-- Task material --
------------

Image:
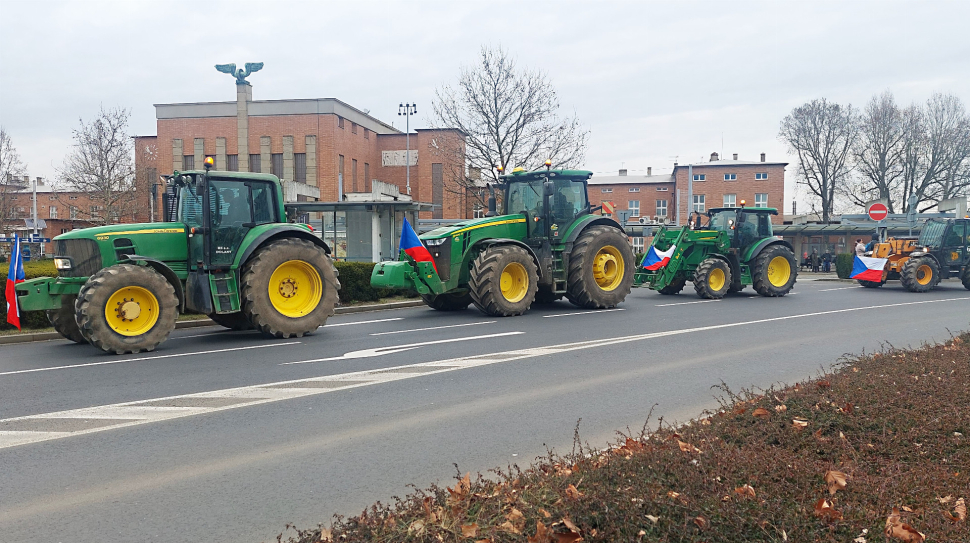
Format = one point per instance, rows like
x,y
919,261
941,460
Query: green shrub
x,y
843,264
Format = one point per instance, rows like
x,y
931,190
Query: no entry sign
x,y
878,212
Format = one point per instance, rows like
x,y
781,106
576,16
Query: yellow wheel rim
x,y
608,268
779,271
295,288
131,311
924,274
514,282
715,279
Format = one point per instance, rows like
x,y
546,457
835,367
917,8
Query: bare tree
x,y
101,165
821,134
510,118
10,167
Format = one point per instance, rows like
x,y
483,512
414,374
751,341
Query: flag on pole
x,y
868,269
14,276
657,259
413,247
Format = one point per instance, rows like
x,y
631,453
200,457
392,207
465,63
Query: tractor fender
x,y
485,243
166,272
278,233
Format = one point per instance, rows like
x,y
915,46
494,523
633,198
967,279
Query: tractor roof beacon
x,y
734,249
547,245
224,249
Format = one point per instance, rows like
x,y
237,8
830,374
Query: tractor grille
x,y
84,253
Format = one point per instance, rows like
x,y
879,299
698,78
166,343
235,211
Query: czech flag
x,y
868,269
657,259
14,276
413,247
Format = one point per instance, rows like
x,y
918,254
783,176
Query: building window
x,y
699,204
299,167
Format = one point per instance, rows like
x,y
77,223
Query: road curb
x,y
47,336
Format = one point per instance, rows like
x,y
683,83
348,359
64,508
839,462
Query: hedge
x,y
354,287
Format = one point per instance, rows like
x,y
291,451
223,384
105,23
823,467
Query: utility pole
x,y
407,110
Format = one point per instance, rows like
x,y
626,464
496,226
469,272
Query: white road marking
x,y
432,328
583,313
92,364
381,351
17,431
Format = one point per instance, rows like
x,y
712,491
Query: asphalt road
x,y
227,436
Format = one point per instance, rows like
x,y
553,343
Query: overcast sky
x,y
655,82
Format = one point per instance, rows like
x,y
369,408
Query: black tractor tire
x,y
64,322
92,311
708,283
674,287
303,259
232,321
486,281
920,274
448,302
761,271
610,245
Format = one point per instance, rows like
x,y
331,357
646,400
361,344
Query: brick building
x,y
323,148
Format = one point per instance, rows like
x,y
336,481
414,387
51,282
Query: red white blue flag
x,y
868,269
14,276
657,259
413,247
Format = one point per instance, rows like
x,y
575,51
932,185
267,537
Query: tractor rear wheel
x,y
126,309
601,267
64,322
712,278
232,321
448,302
774,271
920,274
289,288
503,281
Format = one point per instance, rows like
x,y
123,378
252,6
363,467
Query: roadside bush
x,y
843,264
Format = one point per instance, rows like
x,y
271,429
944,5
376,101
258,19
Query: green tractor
x,y
736,248
547,246
224,250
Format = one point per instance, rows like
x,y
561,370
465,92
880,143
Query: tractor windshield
x,y
932,234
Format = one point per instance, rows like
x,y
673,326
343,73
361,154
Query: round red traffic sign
x,y
878,212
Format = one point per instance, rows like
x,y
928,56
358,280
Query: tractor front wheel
x,y
64,322
920,274
601,268
712,279
126,309
774,271
503,281
447,302
289,288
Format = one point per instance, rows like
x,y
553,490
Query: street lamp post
x,y
407,110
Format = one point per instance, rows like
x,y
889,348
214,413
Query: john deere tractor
x,y
736,248
547,246
224,250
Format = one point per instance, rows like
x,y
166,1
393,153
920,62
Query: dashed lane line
x,y
62,424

------------

-- Task description --
Every entry must be transcribed exactly. Pictures do not belong in the copy.

-- Exercise solution --
Image:
Format = one point per instance, rows like
x,y
919,261
941,460
Query: green shrub
x,y
843,264
Format = one point per instance, rows like
x,y
931,190
Query: no entry sign
x,y
878,212
Format = one point per instance, rows like
x,y
781,106
576,16
Query: yellow wheel rim
x,y
608,268
779,271
295,288
131,311
924,274
514,282
715,279
Format = one point per instance, rows like
x,y
546,457
835,367
917,8
Query: bare tree
x,y
101,165
821,134
510,118
10,167
Format = one point per instance, rows like
x,y
483,512
414,374
751,341
Query: flag on pole
x,y
868,269
14,276
657,259
413,247
Format = one point per instance, rows like
x,y
631,453
200,457
392,207
465,63
Query: tractor fender
x,y
485,243
166,272
278,233
Format = one point per instance, rows like
x,y
915,46
494,523
633,198
967,279
Query: tractor roof beacon
x,y
734,249
547,245
224,249
Format = one point per instance, rows like
x,y
237,8
830,374
Query: tractor grille
x,y
84,253
Format = one point per instance, rows like
x,y
879,299
698,78
166,343
235,211
Query: czech flag
x,y
868,269
657,259
14,276
413,247
Format = one point per instance, rows like
x,y
918,254
783,176
Query: building window
x,y
699,204
299,167
Format = one point per instance, rows like
x,y
77,223
Query: road curb
x,y
47,336
Format = one point per instance, rows like
x,y
683,83
348,359
64,508
839,462
Query: hedge
x,y
354,287
Format = one point per instance, rows like
x,y
291,451
223,384
105,23
823,467
Query: utility pole
x,y
407,110
Format = one point per instance, rows like
x,y
626,464
496,226
469,272
Query: white road marking
x,y
432,328
583,313
92,364
381,351
17,431
Format = one point per instance, rows like
x,y
712,491
Query: asphalt road
x,y
227,436
Format = one point per instance, rows like
x,y
553,343
Query: overcast sky
x,y
655,82
Format = one point per instance, rows like
x,y
369,408
Query: black tractor tire
x,y
64,322
92,311
708,283
674,287
303,259
232,321
486,281
920,274
448,302
761,271
610,245
Format = one point per instance, rows like
x,y
331,357
646,400
361,344
Query: brick building
x,y
323,148
Format = one point per instance, rows like
x,y
336,481
414,387
51,282
Query: red white blue flag
x,y
868,269
14,276
657,259
413,247
Format = one point per instance, rows like
x,y
575,51
932,185
267,537
Query: tractor rear wheel
x,y
126,309
601,267
64,322
712,278
232,321
448,302
774,271
920,274
289,288
503,281
Format = one point per instance, rows like
x,y
123,378
252,6
363,467
Query: roadside bush
x,y
843,264
Format = one point per instance, rows like
x,y
271,429
944,5
376,101
258,19
Query: green tractor
x,y
736,248
547,246
224,250
Format = one point per instance, rows like
x,y
561,370
465,92
880,143
Query: tractor windshield
x,y
932,234
Format = one point per instance, rows like
x,y
673,326
343,73
361,154
Query: round red traffic sign
x,y
878,212
Format = one point per instance, rows like
x,y
928,56
358,280
Query: tractor front wheel
x,y
64,322
920,274
601,268
712,279
126,309
774,271
503,281
447,302
289,288
Format = one point per instance, rows like
x,y
553,490
Query: street lamp post
x,y
407,110
Format = one point per instance, rows like
x,y
889,348
214,413
Query: john deere tractor
x,y
736,248
547,246
224,250
Format = one point per instance, rows like
x,y
166,1
393,153
920,62
Query: dashed lane line
x,y
62,424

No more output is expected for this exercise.